◆ Gestellte Aufgabe 1 ◆
Fasse in der Filmkritik den Absatz, der mit „Von Asokan Nirmalarajah Als es in Folge“ beginnt, kürzer zusammen und behalte dabei seine wesentlichen Fakten bei.
◆ Gestellte Aufgabe 2 ◆
Tippe aus der Auflistung alles Zeichen für Zeichen ab, was von der Zeile mit „lettering with a single point per instance.“ bis hinunter zum Ende der Auflistung steht, beide Enden eingeschlossen, und gib nur diese Zeilen aus.

◆ Seitentext ◆
■ ■ ■ ■ ■ ■ ■

The Fugitive. USA 1993. R: Andrew Davis. B: Jeb Stuart, David Twohy. K: Michael Chapman. S: Don Brochu, Dennis Virkler, Dov Hoenig u.a. M: James Newton Howard. P: Warner Bros. D: Harrison Ford, Tommy Lee Jones, Sela Ward, Julianne Moore, Joe Pantoliano, Andreas Katsulas, Jeroen Krabbé, Daniel Roebuck, L. Scott Caldwell, Tom Wood u.a.
130 Min.

Augen im Hinterkopf

Von Asokan Nirmalarajah Als es in Folge des unerwartet großen Kassen- und Kritikererfolgs von Auf der Flucht (1993) darum ging, so schnell wie möglich eine Fortsetzung auf die Beine zu stellen, war es nur konsequent, daß das Sequel den zugegebenermaßen etwas einfallslosen Titel Auf der Jagd (1998) trug. Unterstreicht doch der Perspektivwechsel, auf den bereits die englischen Originaltitel aufmerksam machen (auf The Fugitive folgte U.S. Marshals), daß schon der Originalfilm seine beachtliche Suspense gleichermaßen aus der panischen Flucht des Protagonisten wie aus der obsessiven Verfolgung durch seinen Antagonisten bezieht. Die Vorlage zu dem so geradlinigen wie effektiven Actionthriller bot die gleichnamige Fernsehserie aus den 1960ern, die sich eines beliebten Erzählmusters Alfred Hitchcocks – ein Unschuldiger auf der Flucht vor dem Gesetz (Die 39 Stufen, Der unsichtbare Dritte) – annahm und erfolgreich serialisierte. Anders als bei Hitchcock erfährt in der Serie und in ihrer Leinwandadaption der pflichtbewußte Gesetzeshüter, der den Flüchtling jagt, eine nahezu gleichwertige, wenn nicht gar interessantere Konturierung. So entscheidend also auch die Besetzung des Fugitive mit Harrison Ford, der zu der Zeit noch ein gutes Händchen für publikumswirksame Filmstoffe wie diesen hatte, für den kommerziellen Erfolg der Verfilmung war, Kritiker jeden Geschlechts verloren ihr Herz reihenweise an Tommy Lee Jones in der Oscar-prämierten Rolle des grimmigen U.S. Marshals Samuel Gerard.

■ ■ ■ ■ ■ ■ ■

◆ Verfügbare Auflistung ◆
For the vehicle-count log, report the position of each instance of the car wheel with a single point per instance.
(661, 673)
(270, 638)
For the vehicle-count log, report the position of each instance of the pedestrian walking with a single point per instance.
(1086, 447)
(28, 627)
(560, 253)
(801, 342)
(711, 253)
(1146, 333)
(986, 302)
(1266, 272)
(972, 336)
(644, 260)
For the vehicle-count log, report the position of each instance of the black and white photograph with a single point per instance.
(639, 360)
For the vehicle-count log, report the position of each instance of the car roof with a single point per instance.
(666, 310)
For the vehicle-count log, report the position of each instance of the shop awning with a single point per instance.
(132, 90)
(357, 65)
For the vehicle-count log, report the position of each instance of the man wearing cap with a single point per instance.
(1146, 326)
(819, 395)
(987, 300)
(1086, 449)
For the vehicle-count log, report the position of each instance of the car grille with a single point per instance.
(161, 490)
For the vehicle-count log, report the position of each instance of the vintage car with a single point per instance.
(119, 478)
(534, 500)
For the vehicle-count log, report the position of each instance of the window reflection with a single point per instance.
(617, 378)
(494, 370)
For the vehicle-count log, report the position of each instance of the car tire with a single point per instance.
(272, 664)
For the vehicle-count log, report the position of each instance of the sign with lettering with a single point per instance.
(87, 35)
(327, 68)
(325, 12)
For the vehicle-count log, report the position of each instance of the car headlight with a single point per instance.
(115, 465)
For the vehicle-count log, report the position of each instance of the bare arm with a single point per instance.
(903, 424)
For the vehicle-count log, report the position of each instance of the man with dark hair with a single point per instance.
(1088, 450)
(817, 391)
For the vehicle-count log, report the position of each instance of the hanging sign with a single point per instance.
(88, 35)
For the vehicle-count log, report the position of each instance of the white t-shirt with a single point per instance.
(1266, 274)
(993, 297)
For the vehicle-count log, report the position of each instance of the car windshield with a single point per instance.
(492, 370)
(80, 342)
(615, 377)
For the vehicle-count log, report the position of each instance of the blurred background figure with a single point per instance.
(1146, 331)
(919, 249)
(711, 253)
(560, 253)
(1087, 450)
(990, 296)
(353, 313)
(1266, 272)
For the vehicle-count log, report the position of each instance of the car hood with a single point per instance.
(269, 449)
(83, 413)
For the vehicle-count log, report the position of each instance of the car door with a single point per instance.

■ ■ ■ ■ ■ ■ ■

◆ Endgültige Antwort 1 ◆
Nach dem unerwartet großen Kassen- und Kritikererfolg von Auf der Flucht (1993) folgte rasch die Fortsetzung Auf der Jagd (1998). Der Perspektivwechsel, den schon die Originaltitel The Fugitive und U.S. Marshals anzeigen, unterstreicht, dass der erste Film seine Spannung gleichermaßen aus der panischen Flucht des Protagonisten und aus der obsessiven Verfolgung durch seinen Antagonisten bezieht. Vorlage war die gleichnamige Fernsehserie der 1960er, die Hitchcocks Erzählmuster vom Unschuldigen auf der Flucht vor dem Gesetz serialisierte. Anders als bei Hitchcock erhält dort der jagende Gesetzeshüter eine nahezu gleichwertige, wenn nicht interessantere Kontur. Harrison Ford war für den kommerziellen Erfolg entscheidend. Die Kritiker aber begeisterten sich vor allem für Tommy Lee Jones in der Oscar-prämierten Rolle des grimmigen U.S. Marshals Samuel Gerard.

◆ Endgültige Antwort 2 ◆
For the vehicle-count log, report the position of each instance of the sign with lettering with a single point per instance.
(87, 35)
(327, 68)
(325, 12)
For the vehicle-count log, report the position of each instance of the car headlight with a single point per instance.
(115, 465)
For the vehicle-count log, report the position of each instance of the bare arm with a single point per instance.
(903, 424)
For the vehicle-count log, report the position of each instance of the man with dark hair with a single point per instance.
(1088, 450)
(817, 391)
For the vehicle-count log, report the position of each instance of the hanging sign with a single point per instance.
(88, 35)
For the vehicle-count log, report the position of each instance of the white t-shirt with a single point per instance.
(1266, 274)
(993, 297)
For the vehicle-count log, report the position of each instance of the car windshield with a single point per instance.
(492, 370)
(80, 342)
(615, 377)
For the vehicle-count log, report the position of each instance of the blurred background figure with a single point per instance.
(1146, 331)
(919, 249)
(711, 253)
(560, 253)
(1087, 450)
(990, 296)
(353, 313)
(1266, 272)
For the vehicle-count log, report the position of each instance of the car hood with a single point per instance.
(269, 449)
(83, 413)
For the vehicle-count log, report the position of each instance of the car door with a single point per instance.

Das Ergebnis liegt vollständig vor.